[WORK INSTRUCTIONS] Please restate every record below word for word.
+ + + + + + +
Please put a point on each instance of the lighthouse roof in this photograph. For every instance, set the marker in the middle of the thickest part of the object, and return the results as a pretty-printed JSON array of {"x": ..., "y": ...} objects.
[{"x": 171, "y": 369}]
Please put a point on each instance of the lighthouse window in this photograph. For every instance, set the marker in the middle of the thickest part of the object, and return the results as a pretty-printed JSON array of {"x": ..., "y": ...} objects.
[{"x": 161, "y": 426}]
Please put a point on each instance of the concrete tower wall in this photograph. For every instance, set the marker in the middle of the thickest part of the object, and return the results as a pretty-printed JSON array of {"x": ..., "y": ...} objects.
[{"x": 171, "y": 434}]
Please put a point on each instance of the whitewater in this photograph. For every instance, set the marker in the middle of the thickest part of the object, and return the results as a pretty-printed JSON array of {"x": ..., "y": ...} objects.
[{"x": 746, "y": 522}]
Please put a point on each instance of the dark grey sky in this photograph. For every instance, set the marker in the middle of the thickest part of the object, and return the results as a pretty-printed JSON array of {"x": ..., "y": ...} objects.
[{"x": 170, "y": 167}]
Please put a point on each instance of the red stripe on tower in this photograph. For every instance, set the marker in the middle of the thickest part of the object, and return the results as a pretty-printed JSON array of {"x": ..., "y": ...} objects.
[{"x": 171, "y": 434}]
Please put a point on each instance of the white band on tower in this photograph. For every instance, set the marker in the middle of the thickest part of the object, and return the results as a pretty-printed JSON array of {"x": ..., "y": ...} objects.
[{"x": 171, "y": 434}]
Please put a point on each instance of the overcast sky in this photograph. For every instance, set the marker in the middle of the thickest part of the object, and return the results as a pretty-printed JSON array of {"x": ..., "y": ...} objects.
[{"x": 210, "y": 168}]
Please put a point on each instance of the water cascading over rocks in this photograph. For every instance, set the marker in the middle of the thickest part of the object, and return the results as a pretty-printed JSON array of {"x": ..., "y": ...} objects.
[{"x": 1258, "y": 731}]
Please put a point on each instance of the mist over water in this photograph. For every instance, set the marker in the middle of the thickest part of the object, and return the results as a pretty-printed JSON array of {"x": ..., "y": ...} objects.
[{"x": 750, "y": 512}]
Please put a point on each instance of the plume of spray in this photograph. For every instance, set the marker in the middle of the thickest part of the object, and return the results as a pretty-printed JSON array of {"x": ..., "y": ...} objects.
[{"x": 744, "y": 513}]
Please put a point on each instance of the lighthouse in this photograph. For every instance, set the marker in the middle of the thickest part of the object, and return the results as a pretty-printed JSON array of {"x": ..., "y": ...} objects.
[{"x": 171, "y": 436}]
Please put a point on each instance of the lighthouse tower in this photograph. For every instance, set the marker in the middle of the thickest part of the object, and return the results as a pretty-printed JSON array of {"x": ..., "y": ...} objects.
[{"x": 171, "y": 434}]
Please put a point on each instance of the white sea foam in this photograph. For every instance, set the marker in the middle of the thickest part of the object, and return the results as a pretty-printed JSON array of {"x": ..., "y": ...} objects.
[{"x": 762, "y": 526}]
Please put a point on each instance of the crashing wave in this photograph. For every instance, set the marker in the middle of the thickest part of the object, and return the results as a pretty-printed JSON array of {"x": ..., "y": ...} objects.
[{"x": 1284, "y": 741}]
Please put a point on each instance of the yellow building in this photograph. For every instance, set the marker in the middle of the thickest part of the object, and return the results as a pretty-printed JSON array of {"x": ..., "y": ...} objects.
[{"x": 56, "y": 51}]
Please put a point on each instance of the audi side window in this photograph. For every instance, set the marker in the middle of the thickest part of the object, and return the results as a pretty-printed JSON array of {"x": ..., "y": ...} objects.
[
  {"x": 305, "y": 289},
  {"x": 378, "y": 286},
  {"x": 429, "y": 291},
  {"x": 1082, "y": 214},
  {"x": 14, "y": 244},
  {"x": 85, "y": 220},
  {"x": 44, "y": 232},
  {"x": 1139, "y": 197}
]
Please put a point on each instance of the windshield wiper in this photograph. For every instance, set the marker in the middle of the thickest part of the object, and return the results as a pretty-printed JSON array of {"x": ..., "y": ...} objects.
+ + + + + + +
[ANSWER FOR THIS EXERCISE]
Please put a point on each instance of the lighthouse roof in this photograph. For every instance, set the marker in the middle of the thickest part of the object, and return the results as a pretty-printed JSON array of {"x": ..., "y": ...} objects.
[{"x": 171, "y": 369}]
Please put a point on each instance of the lighthouse window in this photograph. For every instance, set the marker in the middle of the thickest part of the object, and return the results as a pretty-printed JSON array of {"x": ..., "y": ...} objects.
[{"x": 161, "y": 426}]
Please put a point on each instance of the concrete tower wall in this photograph. For every instance, set the marker in the middle of the thickest part of the object, and return the results as a pretty-printed JSON array of {"x": ..., "y": ...} objects.
[{"x": 171, "y": 434}]
Please put a point on each instance of the whitewater in this photograph. For every instance, set the marker in the middle of the thickest part of the object, and return the results as a pretty-printed JSON array of {"x": ..., "y": ...} objects.
[{"x": 746, "y": 522}]
Please put a point on each instance of the dark grey sky in this photograph. For every instance, set the marker in the middle of the thickest part of the object, and return the results as a pretty-printed JSON array of {"x": ..., "y": ...} objects.
[{"x": 170, "y": 167}]
Please put a point on each instance of the red stripe on tower in this photograph. For every instance, set the marker in the middle of the thickest part of the object, and return the results as a pretty-printed JSON array of {"x": ..., "y": ...} objects.
[{"x": 171, "y": 434}]
Please put a point on each instance of the white band on tower in this photograph. For every instance, set the marker in the middle of the thickest part of the object, and return the results as a pretty-printed JSON array of {"x": ..., "y": ...} objects.
[{"x": 171, "y": 434}]
Please put a point on each instance of the overcast sky in this photograph. For every instance, set the marker in the middle of the thickest part of the object, and return the results as a pretty-printed JSON array of {"x": ..., "y": ...} objects.
[{"x": 210, "y": 168}]
Please put a point on each instance of the water cascading over rocks in this photograph. For every instance, set the marker in the middle of the thickest part of the object, and return the results as a pretty-printed JSON array of {"x": ..., "y": ...} objects.
[{"x": 1258, "y": 731}]
Please put a point on each instance of the mist over water in this photograph. For every instance, set the marker in the middle of the thickest part of the object, and return the results as a pretty-printed JSON array of {"x": ..., "y": ...} objects.
[{"x": 750, "y": 512}]
Please put a point on each instance of the plume of spray in this photograph. For every instance, set the marker in the middle of the thickest part of the object, and return the results as a pretty-printed JSON array of {"x": ..., "y": ...} objects.
[{"x": 744, "y": 513}]
Please put a point on each instance of the lighthouse in this photograph. For every instance, set the marker in the middle of the thickest part of the object, and return the results as a pretty-printed JSON array of {"x": ..., "y": ...} objects.
[{"x": 171, "y": 436}]
Please put a point on each instance of the lighthouse tower in this photograph. For every instance, set the marker in the middle of the thickest part of the object, and return the results as a pretty-printed JSON array of {"x": ..., "y": ...} objects.
[{"x": 171, "y": 434}]
Please put a point on each instance of the white sea foam in this photograph. For every instance, set the marker in the middle of the thickest part of the object, and return the results as a pretty-printed JSON array of {"x": ..., "y": ...} objects.
[{"x": 762, "y": 526}]
Please put a point on each instance of the crashing wave in this photograph. For every instance, set the marker in the middle of the thickest part of the object, and return the results as a pretty-printed JSON array of {"x": ..., "y": ...} objects.
[{"x": 1284, "y": 741}]
Please put a point on each instance of the yellow building in this photograph. For every instance, set the marker in the middle of the thickest part of the object, and return the results as a pretty-printed JSON array of {"x": ..., "y": ...} objects.
[{"x": 56, "y": 51}]
Please put a point on each instance of the audi side window in this photograph. For every instance, set the marker in the middle of the thickest part of the object, and return the results as a pretty-printed JSON array of {"x": ..., "y": ...} objects.
[
  {"x": 305, "y": 289},
  {"x": 378, "y": 286},
  {"x": 429, "y": 291},
  {"x": 1082, "y": 214},
  {"x": 14, "y": 244},
  {"x": 85, "y": 220},
  {"x": 44, "y": 232},
  {"x": 1139, "y": 197}
]
Please put a point on each instance of the windshield wiper in this photograph. For every instance, set the marker in the middle of the thickest part of the object, and return the results as a pretty-printed JSON array of {"x": ..., "y": ...} objects.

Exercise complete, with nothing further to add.